■ **Record excerpts**:
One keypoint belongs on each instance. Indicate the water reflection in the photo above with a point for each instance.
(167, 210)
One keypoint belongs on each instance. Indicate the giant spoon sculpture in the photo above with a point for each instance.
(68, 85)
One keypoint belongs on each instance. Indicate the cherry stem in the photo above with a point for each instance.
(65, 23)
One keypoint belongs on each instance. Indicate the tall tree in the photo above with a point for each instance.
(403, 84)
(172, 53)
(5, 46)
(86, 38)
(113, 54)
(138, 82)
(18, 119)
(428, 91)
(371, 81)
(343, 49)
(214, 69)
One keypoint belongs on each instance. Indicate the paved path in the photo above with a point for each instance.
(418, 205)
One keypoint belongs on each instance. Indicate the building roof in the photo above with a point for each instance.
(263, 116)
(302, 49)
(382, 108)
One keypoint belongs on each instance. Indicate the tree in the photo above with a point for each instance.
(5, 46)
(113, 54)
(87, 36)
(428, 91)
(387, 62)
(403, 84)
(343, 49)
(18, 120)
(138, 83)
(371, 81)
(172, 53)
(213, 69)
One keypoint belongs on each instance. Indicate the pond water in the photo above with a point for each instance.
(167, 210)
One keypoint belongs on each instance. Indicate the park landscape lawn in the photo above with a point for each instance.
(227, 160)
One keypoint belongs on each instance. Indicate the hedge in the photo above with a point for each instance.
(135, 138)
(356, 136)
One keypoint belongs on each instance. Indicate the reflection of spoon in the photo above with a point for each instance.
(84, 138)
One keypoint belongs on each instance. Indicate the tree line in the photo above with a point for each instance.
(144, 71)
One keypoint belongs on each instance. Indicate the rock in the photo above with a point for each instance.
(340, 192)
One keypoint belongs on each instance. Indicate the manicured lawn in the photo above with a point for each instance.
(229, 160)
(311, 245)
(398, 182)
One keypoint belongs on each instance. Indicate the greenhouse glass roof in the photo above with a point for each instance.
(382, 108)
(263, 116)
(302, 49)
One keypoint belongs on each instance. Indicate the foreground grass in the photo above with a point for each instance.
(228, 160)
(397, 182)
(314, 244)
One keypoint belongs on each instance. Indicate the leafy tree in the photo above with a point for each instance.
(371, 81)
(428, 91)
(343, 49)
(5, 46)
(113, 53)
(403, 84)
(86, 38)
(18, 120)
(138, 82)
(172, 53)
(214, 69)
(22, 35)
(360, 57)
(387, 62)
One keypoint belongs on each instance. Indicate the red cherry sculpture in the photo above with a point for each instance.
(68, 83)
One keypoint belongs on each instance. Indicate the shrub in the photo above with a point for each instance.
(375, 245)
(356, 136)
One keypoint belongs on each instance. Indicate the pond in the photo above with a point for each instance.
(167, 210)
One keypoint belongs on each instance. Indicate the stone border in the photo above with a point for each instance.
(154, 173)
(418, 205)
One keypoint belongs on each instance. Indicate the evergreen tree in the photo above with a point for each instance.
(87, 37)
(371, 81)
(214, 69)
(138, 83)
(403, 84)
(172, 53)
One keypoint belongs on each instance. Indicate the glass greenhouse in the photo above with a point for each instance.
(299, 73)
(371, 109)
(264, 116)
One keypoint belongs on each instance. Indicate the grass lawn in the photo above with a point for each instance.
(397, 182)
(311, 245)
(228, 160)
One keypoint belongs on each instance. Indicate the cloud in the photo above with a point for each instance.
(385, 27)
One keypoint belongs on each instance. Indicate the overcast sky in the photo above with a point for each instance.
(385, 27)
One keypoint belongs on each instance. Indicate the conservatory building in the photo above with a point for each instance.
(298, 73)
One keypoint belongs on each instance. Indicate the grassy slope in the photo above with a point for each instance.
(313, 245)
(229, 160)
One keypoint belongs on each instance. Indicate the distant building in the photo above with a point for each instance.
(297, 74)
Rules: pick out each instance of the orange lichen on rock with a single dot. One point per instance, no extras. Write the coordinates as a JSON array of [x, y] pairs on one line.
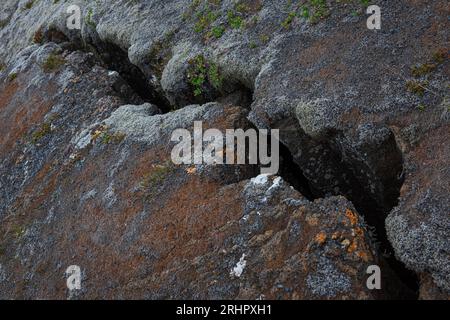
[[321, 237], [352, 217]]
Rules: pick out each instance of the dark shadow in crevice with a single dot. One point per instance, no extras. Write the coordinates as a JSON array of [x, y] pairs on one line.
[[114, 58], [326, 155], [292, 174]]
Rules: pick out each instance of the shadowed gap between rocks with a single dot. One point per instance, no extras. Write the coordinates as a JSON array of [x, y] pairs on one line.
[[146, 86], [373, 206]]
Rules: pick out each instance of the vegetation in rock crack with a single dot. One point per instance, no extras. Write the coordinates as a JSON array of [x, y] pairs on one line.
[[201, 73], [53, 63]]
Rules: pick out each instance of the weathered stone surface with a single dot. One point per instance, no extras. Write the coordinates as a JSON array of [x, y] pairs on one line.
[[356, 111]]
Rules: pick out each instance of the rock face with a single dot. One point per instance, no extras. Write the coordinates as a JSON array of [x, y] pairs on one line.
[[86, 175]]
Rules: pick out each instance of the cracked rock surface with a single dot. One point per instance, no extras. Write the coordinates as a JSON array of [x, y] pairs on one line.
[[85, 171]]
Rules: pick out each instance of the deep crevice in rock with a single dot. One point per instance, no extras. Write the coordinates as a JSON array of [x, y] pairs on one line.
[[373, 206], [114, 58], [373, 188]]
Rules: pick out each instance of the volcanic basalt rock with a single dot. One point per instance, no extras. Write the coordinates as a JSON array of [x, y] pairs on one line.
[[85, 171]]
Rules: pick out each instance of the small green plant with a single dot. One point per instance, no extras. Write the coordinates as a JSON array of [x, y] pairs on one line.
[[253, 45], [304, 12], [319, 8], [18, 231], [365, 2], [202, 73], [43, 131], [286, 24], [152, 181], [439, 56], [264, 38], [38, 36], [417, 87], [89, 20], [29, 4], [204, 20], [12, 77], [218, 31], [421, 107], [234, 21], [108, 137], [53, 63], [423, 69]]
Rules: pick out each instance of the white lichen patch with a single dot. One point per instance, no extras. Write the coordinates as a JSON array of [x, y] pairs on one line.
[[262, 179], [239, 268], [276, 184]]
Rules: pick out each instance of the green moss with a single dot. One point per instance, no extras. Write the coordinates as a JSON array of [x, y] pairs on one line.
[[319, 10], [218, 31], [38, 36], [423, 69], [204, 20], [417, 87], [53, 63], [234, 21], [18, 231], [264, 38], [286, 24], [12, 77], [152, 181], [202, 73], [108, 137], [89, 20], [421, 107], [43, 131], [29, 4], [439, 56]]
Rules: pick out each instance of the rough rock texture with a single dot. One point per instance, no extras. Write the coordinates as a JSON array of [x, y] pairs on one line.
[[84, 149]]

■ **To do**: Print all of the records shown above exactly, leaving out each picture.

■ **Answer for the task**:
One keypoint belongs on each instance. Indicate the water reflection in the photo above with a point for each instance.
(167, 210)
One keypoint belongs on each instance. Indicate the giant spoon sculpture in the photo above with a point for each instance.
(68, 85)
One keypoint belongs on each instance. Indicate the cherry stem in the photo above with a point for each instance.
(65, 23)
One keypoint belongs on each instance. Indicate the tall tree in the photo above with a point for each instance.
(403, 84)
(172, 53)
(5, 46)
(86, 38)
(113, 54)
(138, 82)
(18, 119)
(428, 91)
(371, 81)
(343, 49)
(214, 69)
One keypoint belongs on each instance. Indicate the paved path in the photo above with a point for each instance.
(418, 205)
One keypoint belongs on each instance. Indicate the building roof in the photo above with a point for each instance.
(263, 116)
(302, 49)
(382, 108)
One keypoint belongs on each instance. Indicate the tree in the photo above with a point for each instance.
(5, 46)
(113, 54)
(87, 36)
(428, 91)
(387, 62)
(403, 84)
(343, 49)
(18, 120)
(138, 83)
(371, 81)
(172, 53)
(213, 69)
One keypoint belongs on each instance. Indicate the pond water in the photo above with a point for each instance.
(167, 210)
One keypoint belongs on each instance. Indicate the park landscape lawn in the photo above with a point for each instance.
(227, 160)
One keypoint belongs on each instance. Indicate the hedge in the photo above with a point for each instance.
(135, 138)
(356, 136)
One keypoint belongs on each instance. Indicate the reflection of spoon in the photo above with a point for each instance.
(84, 138)
One keypoint belongs on each instance. Indicate the tree line in the photo above with a point for each instance.
(144, 71)
One keypoint belongs on each instance. Indicate the rock in the photo above with a point for each instance.
(340, 192)
One keypoint belongs on each instance. Indicate the manicured lawn in the photo above with a point for each instance.
(229, 160)
(311, 245)
(398, 182)
One keypoint belongs on each instance. Indicate the greenhouse glass roof in the photo above with a point for each instance.
(382, 108)
(263, 116)
(302, 49)
One keypoint belongs on each instance. Indicate the foreground grass in the photo above with a point for each instance.
(228, 160)
(397, 182)
(314, 244)
One keypoint belongs on each instance. Indicate the leafy tree in the photo above with a point for each instance.
(371, 81)
(428, 91)
(343, 49)
(5, 46)
(113, 53)
(403, 84)
(86, 38)
(18, 120)
(138, 82)
(172, 53)
(214, 69)
(22, 35)
(360, 57)
(387, 62)
One keypoint belongs on each instance. Indicate the red cherry sculpture in the photo above with a point for each instance.
(68, 83)
One keypoint belongs on each instance. Indicate the shrub in the photo above with a point for each instance.
(375, 245)
(356, 136)
One keypoint belongs on each instance. Indicate the pond in the photo above with a point for each instance.
(167, 210)
One keypoint belongs on each instance. Indicate the stone border in the photo above with a point for each instance.
(154, 173)
(418, 205)
One keypoint belongs on each instance. Indicate the evergreen tree in the photo above with a point for each instance.
(87, 37)
(371, 81)
(214, 69)
(138, 83)
(403, 84)
(172, 53)
One keypoint belongs on each instance. Indicate the glass greenhouse in the photo above with a point for each instance.
(299, 73)
(371, 109)
(264, 116)
One keypoint belongs on each instance. Indicate the grass lawn in the photo above with a point for each instance.
(397, 182)
(311, 245)
(228, 160)
One keypoint belongs on each instance. Indicate the cloud in the photo above with a point for each instance.
(385, 27)
One keypoint belongs on each instance. Indicate the overcast sky in the photo above with a point for each instance.
(385, 27)
One keypoint belongs on each instance. Indicate the conservatory building in the photo above with a point for each instance.
(298, 73)
One keypoint belongs on each instance. Indicate the grassy slope in the photo above with a point for each instance.
(313, 245)
(229, 160)
One keypoint belongs on each instance. Indicate the distant building in the photo above with a point for each instance.
(297, 74)
Rules: pick out each instance of the orange lichen on rock with a single dot. One point per instance, no extras. Write the coordinates as a JSON array of [x, y] pairs on one line.
[[321, 237], [352, 217]]
Rules: pick out each instance of the dark shadow in crevice with a single dot. One point per instance, no extras. Write the coordinates as a JSON array of [x, y] pairs on one line.
[[114, 58], [326, 155], [292, 174]]
Rules: pick out each instance of the shadowed gap between rocks with a single dot. One point per instance, no extras. Write the coordinates as a JSON array of [x, y] pairs on one line.
[[146, 86], [373, 206]]
Rules: pick out each instance of the vegetation in rock crack with a single dot. One point per instance, no extras. Write the coordinates as a JSON array of [x, y] pairs on one line.
[[201, 73], [53, 63]]
Rules: pick out each instance of the weathered stone surface with a single dot. One point per instance, no extras. Write the coordinates as a JSON array of [x, y] pairs on one line.
[[356, 111]]
Rules: pick out each instance of the rock face with a single dot. One point per instance, no extras. Write the coordinates as a JSON array of [x, y] pairs on one line.
[[86, 175]]
Rules: pick out each instance of the cracked rock surface with a single dot. One point per instance, no extras. Write the coordinates as a JSON array of [x, y] pairs on one line.
[[85, 171]]
Rules: pick out each instance of the deep crevice in rock with a single dot. One point per instance, no extras. Write the coordinates as a JSON array of [x, y] pairs on one line.
[[373, 206], [114, 58], [373, 188]]
Rules: pick out each instance of the volcanic basalt rock with a single dot. One point per instance, no extras. Write the coordinates as a JSON array of [x, y] pairs on one line.
[[85, 171]]
Rules: pick out each instance of the small green plant with a single dot. One point per instance, no extras. Write the coordinates as a JSON array of [x, y] pairs on one line.
[[253, 45], [304, 12], [319, 8], [18, 231], [365, 2], [202, 73], [43, 131], [286, 24], [152, 181], [439, 56], [264, 38], [38, 36], [417, 87], [89, 20], [29, 4], [204, 20], [12, 77], [218, 31], [421, 107], [234, 21], [108, 137], [53, 63], [423, 69]]
Rules: pick out each instance of the white lichen patch with a single dot. One point per instance, no extras. Write the coordinates as a JSON array of [x, y] pairs on one line.
[[262, 179], [239, 268], [276, 184]]
Rules: pick out each instance of the green moss with a single dot. One point per instance, no extras. Write the coordinates as a JSON array of [x, y] pairs on one line.
[[319, 10], [218, 31], [38, 36], [423, 69], [204, 20], [417, 87], [53, 63], [234, 21], [18, 231], [264, 38], [286, 24], [12, 77], [152, 181], [202, 73], [108, 137], [89, 20], [421, 107], [43, 131], [29, 4], [439, 56]]
Rules: pick out each instance of the rough rock texture with a single dot. One point per instance, no extras. Write the coordinates as a JSON array of [x, y] pairs on one line.
[[84, 149]]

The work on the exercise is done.